The idea is to identify the the activities  that help you achieve a balanced, healthy life and stay on track towards your goals.  You then make a commitment to spend one hour a day on each.  Back then, I established these five categories: writing, promoting my success as an author, exercise, life maintenance and recreation.  Life maintenance included everything from taking a shower, to paying bills, to doing laundry, to buying groceries, to preparing a meal.   Recreation meant that I had to spend one hour doing something I might otherwise call a waste of time—playing Scrabble, watching television, surfing the net for nothing in particular.

This last was, to my surprise, the hardest to stick to when I was writing.  Some were easy or necessary to spend far more than  an hour on at least some days, but the whole point, really is to make yourself fit in the whole variety over the course of your waking hours.

My categories are different now, though they still add up to five, which seems a workable number, though yours might differ.  They may evolve, but how I see mine now is as follows, in no particular order:

Creative Time:  I have been thinking about a writing project of a new sort altogether, and will be exploring that.  Keeping it close to the vest for now

Life maintenance:  see above

Reaching Out to Others in Isolation:  phone, text, email, Zoom, FaceTime, etc

Recreation:  see above

Exercise:  daily walk, plus find some hotel exercise and/or stretching routines, since these could be more easily adapted for my condo

The rest of the day, encompassing all hours you are awake,  can be divided daily however you want among these categories, but you must do each one for a minimum of one hour.  How this helped me when I was writing maniacally is that around 2PM, I would say to myself “Yikes!  I have four more categories to fit in today!”   It simply wasn’t appropriate or even possible to work any more, and understanding this, I was able to stop.  It worked then, and I think it will work now.

Well, now I have the Reaching Out category nailed for today with this blog post.  Hope it is of some benefit to you.

#### Instruction A:
Reproduce part of the post on daily time categories without any changes. Begin at the words containing "Life maintenance:  see" and stop after "will work now.".
#### Instruction B:
Decide whether each statement agrees with the post on daily time categories, answering yes or no and quoting the words from the post that settle it: (i) Recreation was the hardest category for the author to stick to while writing. (ii) The author's current categories add up to six. (iii) The exercise category now includes a daily walk.
The lines after this point are separate material with no connection to the post on daily time categories.

Segmentation mask data:
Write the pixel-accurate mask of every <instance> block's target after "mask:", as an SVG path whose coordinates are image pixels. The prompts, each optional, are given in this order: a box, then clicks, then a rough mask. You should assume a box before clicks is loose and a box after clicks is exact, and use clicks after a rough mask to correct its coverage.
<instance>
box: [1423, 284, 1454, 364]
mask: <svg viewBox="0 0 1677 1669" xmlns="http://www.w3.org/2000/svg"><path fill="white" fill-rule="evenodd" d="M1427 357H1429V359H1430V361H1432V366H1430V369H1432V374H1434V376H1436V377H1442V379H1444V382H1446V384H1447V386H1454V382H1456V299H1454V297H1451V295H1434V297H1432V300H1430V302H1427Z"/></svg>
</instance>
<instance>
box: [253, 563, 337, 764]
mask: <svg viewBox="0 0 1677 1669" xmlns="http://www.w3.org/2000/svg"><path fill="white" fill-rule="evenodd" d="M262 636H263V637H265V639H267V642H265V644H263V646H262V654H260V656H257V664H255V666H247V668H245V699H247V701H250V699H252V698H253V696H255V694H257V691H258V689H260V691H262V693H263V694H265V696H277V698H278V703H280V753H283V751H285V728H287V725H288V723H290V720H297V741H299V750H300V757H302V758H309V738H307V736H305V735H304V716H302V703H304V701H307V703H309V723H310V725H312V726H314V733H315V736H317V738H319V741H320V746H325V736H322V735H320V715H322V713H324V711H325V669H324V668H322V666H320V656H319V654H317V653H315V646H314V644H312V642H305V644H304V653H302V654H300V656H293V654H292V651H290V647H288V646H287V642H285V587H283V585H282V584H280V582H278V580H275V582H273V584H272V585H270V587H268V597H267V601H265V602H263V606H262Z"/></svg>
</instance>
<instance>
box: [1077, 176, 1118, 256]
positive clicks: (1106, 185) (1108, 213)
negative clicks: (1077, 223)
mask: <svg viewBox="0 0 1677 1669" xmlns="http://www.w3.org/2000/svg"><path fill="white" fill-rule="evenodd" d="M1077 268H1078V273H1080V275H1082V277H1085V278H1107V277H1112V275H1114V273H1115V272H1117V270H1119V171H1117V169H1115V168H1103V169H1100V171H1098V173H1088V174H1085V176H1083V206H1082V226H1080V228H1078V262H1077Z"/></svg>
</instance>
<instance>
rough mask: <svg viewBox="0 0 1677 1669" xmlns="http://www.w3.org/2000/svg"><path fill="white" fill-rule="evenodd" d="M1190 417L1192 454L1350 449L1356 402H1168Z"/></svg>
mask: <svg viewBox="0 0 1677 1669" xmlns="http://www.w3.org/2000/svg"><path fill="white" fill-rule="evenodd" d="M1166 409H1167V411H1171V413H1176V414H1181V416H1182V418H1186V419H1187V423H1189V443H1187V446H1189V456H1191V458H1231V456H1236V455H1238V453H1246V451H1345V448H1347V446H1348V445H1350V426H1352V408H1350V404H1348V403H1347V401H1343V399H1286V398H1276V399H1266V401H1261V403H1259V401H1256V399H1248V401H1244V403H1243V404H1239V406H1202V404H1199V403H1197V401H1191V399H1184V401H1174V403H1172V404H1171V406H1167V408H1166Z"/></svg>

#### Your response A:
Life maintenance:  see above

Reaching Out to Others in Isolation:  phone, text, email, Zoom, FaceTime, etc

Recreation:  see above

Exercise:  daily walk, plus find some hotel exercise and/or stretching routines, since these could be more easily adapted for my condo

The rest of the day, encompassing all hours you are awake,  can be divided daily however you want among these categories, but you must do each one for a minimum of one hour.  How this helped me when I was writing maniacally is that around 2PM, I would say to myself “Yikes!  I have four more categories to fit in today!”   It simply wasn’t appropriate or even possible to work any more, and understanding this, I was able to stop.  It worked then, and I think it will work now.

#### Your response B:
(i) Yes: "This last was, to my surprise, the hardest to stick to when I was writing."
(ii) No: "My categories are different now, though they still add up to five"
(iii) Yes: "daily walk, plus find some hotel exercise and/or stretching routines"